TASK DESCRIPTION: Count the rows below that contain the string "negative", and reply with the number alone.

BEGIN DATA SHOWN

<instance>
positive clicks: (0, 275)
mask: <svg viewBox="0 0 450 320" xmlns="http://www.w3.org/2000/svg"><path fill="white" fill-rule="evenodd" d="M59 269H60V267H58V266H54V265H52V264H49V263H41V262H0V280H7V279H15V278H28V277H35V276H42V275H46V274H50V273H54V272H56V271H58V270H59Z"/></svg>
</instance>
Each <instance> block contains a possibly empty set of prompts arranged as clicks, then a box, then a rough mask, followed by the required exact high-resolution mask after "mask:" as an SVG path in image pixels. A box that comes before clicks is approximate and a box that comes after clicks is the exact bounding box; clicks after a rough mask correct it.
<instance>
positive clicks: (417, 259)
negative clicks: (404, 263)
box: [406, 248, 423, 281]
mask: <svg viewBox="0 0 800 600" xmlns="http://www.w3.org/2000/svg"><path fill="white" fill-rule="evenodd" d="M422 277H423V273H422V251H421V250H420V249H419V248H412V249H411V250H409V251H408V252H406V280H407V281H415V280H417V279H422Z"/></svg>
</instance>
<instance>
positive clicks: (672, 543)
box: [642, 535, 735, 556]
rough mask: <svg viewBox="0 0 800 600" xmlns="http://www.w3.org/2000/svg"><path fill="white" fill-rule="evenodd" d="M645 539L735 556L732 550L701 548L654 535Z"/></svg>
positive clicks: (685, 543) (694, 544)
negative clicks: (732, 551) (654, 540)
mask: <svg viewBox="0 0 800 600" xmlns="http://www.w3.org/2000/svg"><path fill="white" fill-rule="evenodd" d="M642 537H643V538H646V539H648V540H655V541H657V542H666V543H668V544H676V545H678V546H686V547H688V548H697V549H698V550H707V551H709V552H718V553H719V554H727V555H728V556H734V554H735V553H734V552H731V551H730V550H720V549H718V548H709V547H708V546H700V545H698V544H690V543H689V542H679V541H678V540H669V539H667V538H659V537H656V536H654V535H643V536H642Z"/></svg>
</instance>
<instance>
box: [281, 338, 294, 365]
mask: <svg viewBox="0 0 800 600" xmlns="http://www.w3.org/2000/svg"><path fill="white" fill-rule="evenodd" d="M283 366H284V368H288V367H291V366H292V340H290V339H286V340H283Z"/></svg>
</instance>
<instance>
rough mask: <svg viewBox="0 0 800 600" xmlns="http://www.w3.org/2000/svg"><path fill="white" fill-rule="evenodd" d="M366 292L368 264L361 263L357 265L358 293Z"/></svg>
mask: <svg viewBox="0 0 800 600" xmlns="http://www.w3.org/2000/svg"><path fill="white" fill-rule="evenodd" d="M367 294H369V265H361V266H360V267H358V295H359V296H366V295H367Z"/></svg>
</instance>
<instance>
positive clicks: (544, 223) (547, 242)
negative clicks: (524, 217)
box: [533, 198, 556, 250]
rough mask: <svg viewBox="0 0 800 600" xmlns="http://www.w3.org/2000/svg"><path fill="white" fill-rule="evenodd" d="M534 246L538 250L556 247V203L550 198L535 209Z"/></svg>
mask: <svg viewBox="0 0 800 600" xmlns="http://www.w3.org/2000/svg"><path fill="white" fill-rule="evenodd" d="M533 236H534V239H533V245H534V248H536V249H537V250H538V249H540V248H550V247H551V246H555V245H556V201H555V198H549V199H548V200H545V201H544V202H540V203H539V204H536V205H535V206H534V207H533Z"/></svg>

END DATA SHOWN
BEGIN DATA SHOWN

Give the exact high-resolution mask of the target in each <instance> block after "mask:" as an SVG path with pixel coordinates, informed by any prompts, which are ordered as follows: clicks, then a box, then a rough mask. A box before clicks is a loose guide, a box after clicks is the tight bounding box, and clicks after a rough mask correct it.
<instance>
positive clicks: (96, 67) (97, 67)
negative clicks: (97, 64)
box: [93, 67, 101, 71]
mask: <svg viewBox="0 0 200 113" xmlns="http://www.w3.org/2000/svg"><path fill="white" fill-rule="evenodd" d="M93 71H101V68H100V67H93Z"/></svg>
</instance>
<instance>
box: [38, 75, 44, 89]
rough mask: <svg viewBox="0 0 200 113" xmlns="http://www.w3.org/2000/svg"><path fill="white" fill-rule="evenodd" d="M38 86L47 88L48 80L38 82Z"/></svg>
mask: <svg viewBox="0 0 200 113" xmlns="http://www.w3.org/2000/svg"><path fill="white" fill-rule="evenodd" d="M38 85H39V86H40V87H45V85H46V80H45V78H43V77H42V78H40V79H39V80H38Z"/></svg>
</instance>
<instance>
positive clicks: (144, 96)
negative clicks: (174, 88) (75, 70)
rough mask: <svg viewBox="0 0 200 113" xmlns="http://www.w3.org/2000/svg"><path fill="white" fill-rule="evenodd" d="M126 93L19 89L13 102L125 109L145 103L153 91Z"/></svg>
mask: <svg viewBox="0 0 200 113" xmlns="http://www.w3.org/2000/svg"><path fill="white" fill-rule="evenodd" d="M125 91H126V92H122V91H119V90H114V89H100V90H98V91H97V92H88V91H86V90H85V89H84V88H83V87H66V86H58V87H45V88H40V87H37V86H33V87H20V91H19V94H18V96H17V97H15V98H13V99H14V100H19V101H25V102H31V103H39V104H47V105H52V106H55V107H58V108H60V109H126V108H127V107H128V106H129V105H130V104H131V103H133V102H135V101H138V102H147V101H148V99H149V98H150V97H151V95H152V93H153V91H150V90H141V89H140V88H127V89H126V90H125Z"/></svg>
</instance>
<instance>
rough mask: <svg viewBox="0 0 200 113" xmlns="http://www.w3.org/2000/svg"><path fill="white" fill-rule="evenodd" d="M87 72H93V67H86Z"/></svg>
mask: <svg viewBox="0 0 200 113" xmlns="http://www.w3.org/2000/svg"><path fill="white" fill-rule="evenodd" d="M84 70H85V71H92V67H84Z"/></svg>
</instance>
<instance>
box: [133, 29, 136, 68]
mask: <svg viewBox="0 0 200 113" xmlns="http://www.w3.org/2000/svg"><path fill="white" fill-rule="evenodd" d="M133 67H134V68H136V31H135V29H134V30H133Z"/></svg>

END DATA SHOWN
BEGIN DATA SHOWN

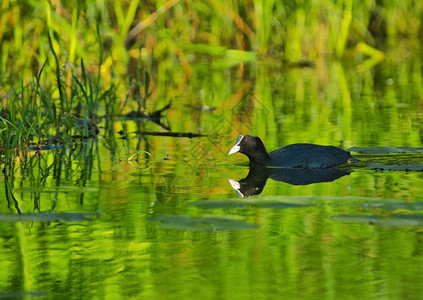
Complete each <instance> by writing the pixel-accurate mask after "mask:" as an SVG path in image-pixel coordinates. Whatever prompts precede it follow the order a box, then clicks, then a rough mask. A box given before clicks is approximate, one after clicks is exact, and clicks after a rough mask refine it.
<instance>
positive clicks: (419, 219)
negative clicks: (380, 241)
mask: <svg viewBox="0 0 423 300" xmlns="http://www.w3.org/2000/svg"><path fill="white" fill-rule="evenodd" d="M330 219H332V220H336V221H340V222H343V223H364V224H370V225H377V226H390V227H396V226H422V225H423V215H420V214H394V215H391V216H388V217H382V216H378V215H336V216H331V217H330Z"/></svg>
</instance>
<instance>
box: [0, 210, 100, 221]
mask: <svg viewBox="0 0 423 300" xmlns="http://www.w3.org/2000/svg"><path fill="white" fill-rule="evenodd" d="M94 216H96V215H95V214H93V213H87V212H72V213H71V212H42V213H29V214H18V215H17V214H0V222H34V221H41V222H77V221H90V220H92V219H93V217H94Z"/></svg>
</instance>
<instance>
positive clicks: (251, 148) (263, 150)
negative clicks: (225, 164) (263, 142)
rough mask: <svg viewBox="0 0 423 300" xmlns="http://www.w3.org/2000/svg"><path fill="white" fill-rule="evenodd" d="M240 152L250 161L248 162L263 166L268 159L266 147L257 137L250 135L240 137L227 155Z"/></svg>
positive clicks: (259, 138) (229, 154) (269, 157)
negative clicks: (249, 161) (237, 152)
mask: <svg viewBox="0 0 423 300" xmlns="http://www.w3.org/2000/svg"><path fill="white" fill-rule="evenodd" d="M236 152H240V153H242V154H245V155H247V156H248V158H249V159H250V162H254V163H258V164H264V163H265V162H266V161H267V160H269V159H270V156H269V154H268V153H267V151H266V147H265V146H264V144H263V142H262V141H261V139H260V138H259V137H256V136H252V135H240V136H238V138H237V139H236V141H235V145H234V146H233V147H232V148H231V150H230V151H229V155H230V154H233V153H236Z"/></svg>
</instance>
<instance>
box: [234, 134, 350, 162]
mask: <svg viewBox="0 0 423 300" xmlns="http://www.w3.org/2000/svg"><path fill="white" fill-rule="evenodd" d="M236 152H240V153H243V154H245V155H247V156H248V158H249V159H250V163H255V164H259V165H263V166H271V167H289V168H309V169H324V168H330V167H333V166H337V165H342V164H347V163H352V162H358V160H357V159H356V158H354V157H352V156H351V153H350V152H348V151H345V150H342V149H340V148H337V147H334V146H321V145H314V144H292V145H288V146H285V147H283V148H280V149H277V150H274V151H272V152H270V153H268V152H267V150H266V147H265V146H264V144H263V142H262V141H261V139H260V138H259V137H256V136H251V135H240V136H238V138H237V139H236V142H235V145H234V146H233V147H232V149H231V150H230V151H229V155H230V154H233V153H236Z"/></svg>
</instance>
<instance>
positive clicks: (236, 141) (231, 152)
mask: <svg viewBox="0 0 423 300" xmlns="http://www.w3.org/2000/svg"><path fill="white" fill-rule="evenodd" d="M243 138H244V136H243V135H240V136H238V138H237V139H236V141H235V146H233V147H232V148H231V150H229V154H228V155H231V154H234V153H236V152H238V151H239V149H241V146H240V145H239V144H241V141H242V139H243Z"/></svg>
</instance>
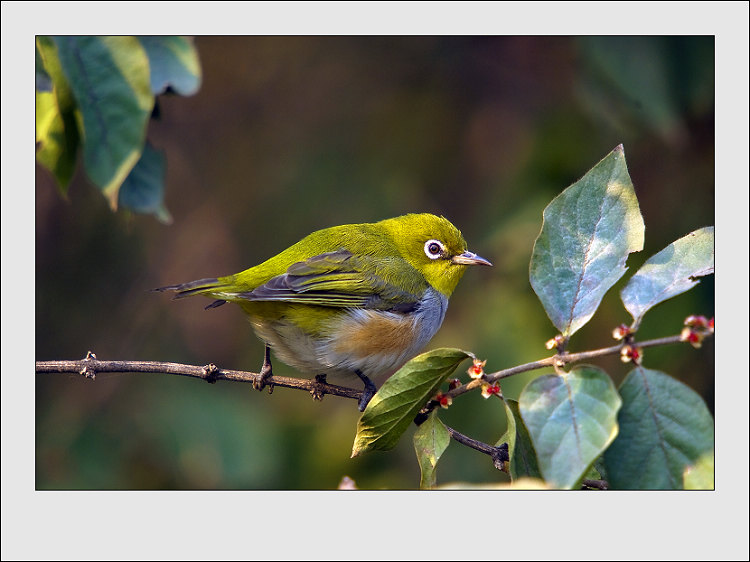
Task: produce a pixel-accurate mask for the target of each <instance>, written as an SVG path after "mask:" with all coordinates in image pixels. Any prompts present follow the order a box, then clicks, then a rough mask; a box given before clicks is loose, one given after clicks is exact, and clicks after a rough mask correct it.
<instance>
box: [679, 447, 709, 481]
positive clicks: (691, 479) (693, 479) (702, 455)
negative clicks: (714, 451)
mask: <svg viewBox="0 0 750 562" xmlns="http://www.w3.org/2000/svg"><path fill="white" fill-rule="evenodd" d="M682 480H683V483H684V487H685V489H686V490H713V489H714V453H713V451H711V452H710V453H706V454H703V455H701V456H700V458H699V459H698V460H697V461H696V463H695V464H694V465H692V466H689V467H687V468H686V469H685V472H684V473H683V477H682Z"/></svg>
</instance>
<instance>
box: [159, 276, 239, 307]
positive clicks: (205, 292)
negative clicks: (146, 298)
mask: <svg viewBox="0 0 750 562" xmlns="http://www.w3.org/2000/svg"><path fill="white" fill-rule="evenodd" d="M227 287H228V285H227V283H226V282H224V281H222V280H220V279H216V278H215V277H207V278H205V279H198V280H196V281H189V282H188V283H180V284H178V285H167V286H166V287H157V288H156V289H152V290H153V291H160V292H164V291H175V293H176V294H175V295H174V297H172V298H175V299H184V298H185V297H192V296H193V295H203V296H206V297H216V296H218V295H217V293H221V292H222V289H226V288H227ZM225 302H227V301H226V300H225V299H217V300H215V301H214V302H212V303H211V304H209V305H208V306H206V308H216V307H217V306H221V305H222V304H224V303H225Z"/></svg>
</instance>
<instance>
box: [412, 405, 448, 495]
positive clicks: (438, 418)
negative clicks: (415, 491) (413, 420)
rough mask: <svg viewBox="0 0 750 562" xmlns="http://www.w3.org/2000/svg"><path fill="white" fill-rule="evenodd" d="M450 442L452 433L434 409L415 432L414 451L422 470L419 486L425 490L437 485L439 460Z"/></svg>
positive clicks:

END DATA SHOWN

WORKED SOLUTION: 11